- **TEXTAUSZUG**:
1.2.3 Ohne Erfolg – und für den Senat inhaltlich kaum nachvollziehbar – wendet sich die Beklagte weiterhin gegen das vom Landgericht angenommene Feststellungsinteresse für den dem Grunde nach zugunsten der Klägerin positiv beschiedenen Feststellungsantrag.
a) Ein Interesse an der Feststellung einer Ersatzpflicht für künftige Schadensfolgen aus einer bereits eingetretenen Verletzung eines absoluten Rechts oder eines vergleichbaren Rechtsguts ist zu bejahen, wenn die Möglichkeit besteht, dass solche Schäden eintreten. Bei Rechtsgütern dieser Art legt die Rechtsprechung einen großzügigen Maßstab an. Sie verneint ein berechtigtes Interesse nur dann, wenn aus Sicht des Klägers bei verständiger Würdigung kein Grund besteht, mit dem Eintritt eines Schadens wenigstens zu rechnen (BGH, NJW-RR 2007, 601 Rn. 5; BeckOK ZPO/Bacher, 42. Ed. 01.09.2021, § 256 Rn. 24). Selbst wenn ein Schaden nur minimal über dem allgemeinen Lebensrisiko liegt, ist ein schützenswertes rechtliches Interesse i.S.d. § 256 Abs. 1 ZPO an der begehrten Feststellung anzunehmen (BGH, Urt. v. 02.04.2014 – VIII ZR 19/13, NJW-RR 2014, 840 Rn. 20).

- **IHRE AUFGABEN**:
• A. Übersetzen Sie den Satz „Bei Rechtsgütern dieser Art legt die Rechtsprechung einen großzügigen Maßstab an." aus dem Textauszug ins Englische.
• B. Übertragen Sie aus dem Textauszug wortgetreu den Abschnitt von „a) Ein Interesse" bis einschließlich „840 Rn. 20).".
Die Datensätze stammen aus einer anderen Quelle als der Textauszug.

- **DATENSATZ**:
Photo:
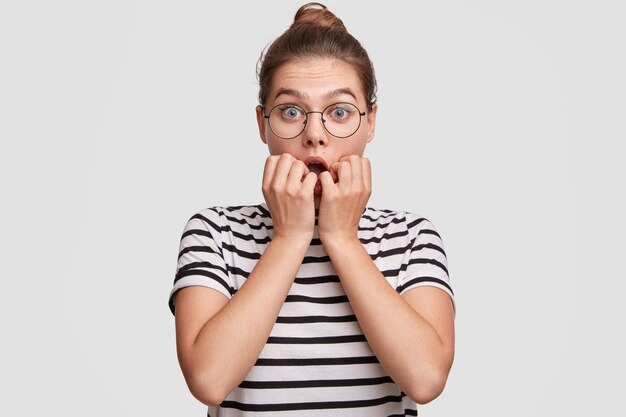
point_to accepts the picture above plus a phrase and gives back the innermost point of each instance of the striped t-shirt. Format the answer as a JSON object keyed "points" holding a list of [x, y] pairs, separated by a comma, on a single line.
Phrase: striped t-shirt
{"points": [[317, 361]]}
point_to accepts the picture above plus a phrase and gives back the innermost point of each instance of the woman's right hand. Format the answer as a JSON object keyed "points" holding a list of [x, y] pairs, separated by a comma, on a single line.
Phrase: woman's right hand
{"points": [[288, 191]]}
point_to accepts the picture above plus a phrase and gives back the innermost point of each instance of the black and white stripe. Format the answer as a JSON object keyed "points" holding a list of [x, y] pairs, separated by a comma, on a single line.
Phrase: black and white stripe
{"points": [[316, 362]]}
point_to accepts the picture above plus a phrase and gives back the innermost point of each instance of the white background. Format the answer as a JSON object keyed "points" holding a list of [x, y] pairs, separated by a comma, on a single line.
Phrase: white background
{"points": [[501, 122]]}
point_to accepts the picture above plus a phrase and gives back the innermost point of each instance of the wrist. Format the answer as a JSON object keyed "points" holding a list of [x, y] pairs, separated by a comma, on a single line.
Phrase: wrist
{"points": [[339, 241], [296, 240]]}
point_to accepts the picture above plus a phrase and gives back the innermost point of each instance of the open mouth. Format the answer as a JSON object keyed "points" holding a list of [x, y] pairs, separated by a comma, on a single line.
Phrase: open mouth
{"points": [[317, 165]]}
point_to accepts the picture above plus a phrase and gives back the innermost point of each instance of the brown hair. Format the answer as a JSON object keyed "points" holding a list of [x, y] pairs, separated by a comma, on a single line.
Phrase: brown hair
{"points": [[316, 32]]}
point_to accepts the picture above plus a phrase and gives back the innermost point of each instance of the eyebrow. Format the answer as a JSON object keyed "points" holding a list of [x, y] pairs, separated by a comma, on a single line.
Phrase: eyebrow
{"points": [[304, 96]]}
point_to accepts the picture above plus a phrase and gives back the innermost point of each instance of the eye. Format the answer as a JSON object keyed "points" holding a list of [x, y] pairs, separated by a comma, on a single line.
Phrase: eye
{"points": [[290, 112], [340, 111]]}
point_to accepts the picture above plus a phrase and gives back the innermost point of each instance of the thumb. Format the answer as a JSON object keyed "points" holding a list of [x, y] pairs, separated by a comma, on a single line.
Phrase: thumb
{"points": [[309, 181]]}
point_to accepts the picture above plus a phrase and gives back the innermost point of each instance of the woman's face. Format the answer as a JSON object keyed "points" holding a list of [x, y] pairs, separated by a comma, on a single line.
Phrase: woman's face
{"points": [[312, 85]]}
==
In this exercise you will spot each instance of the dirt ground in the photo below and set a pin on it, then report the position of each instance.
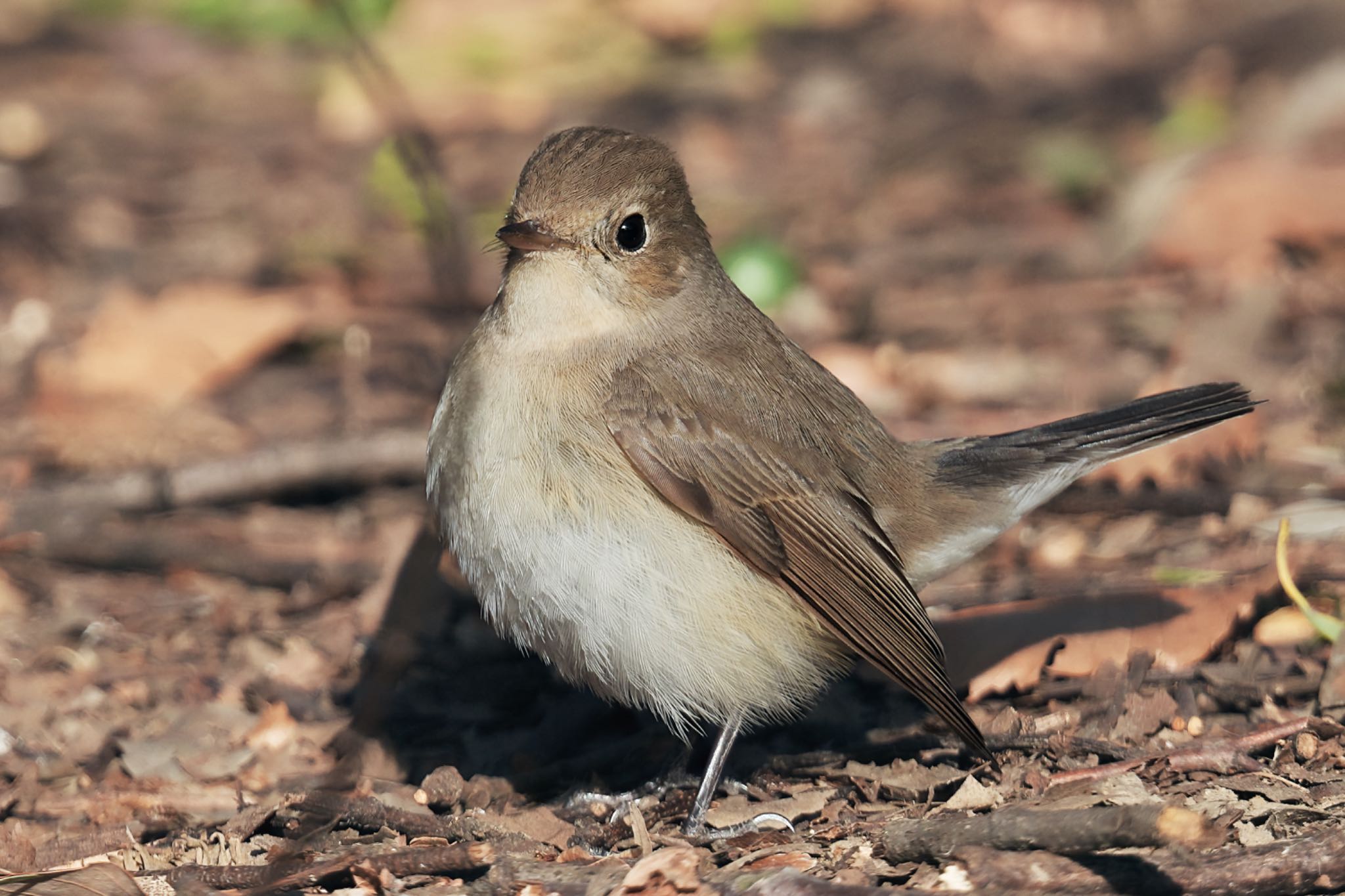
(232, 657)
* * *
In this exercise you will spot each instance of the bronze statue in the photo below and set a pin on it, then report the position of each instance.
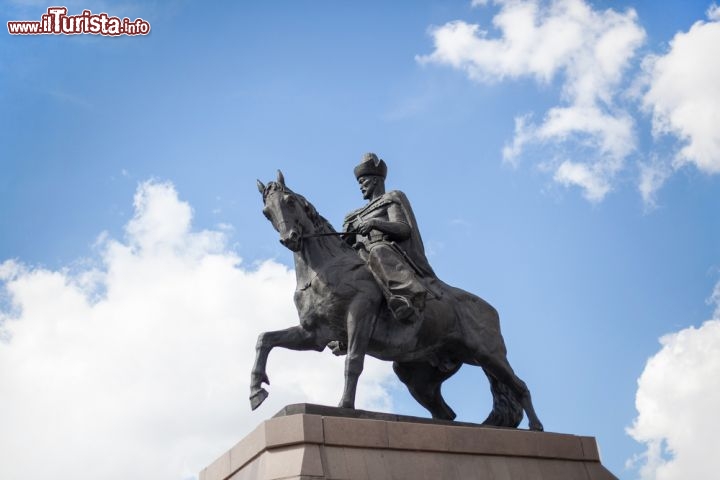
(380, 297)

- **LÖSUNGEN NACHEINANDER**:
• A. For legal interests of this kind, the case law applies a generous standard.

• B.
a) Ein Interesse an der Feststellung einer Ersatzpflicht für künftige Schadensfolgen aus einer bereits eingetretenen Verletzung eines absoluten Rechts oder eines vergleichbaren Rechtsguts ist zu bejahen, wenn die Möglichkeit besteht, dass solche Schäden eintreten. Bei Rechtsgütern dieser Art legt die Rechtsprechung einen großzügigen Maßstab an. Sie verneint ein berechtigtes Interesse nur dann, wenn aus Sicht des Klägers bei verständiger Würdigung kein Grund besteht, mit dem Eintritt eines Schadens wenigstens zu rechnen (BGH, NJW-RR 2007, 601 Rn. 5; BeckOK ZPO/Bacher, 42. Ed. 01.09.2021, § 256 Rn. 24). Selbst wenn ein Schaden nur minimal über dem allgemeinen Lebensrisiko liegt, ist ein schützenswertes rechtliches Interesse i.S.d. § 256 Abs. 1 ZPO an der begehrten Feststellung anzunehmen (BGH, Urt. v. 02.04.2014 – VIII ZR 19/13, NJW-RR 2014, 840 Rn. 20).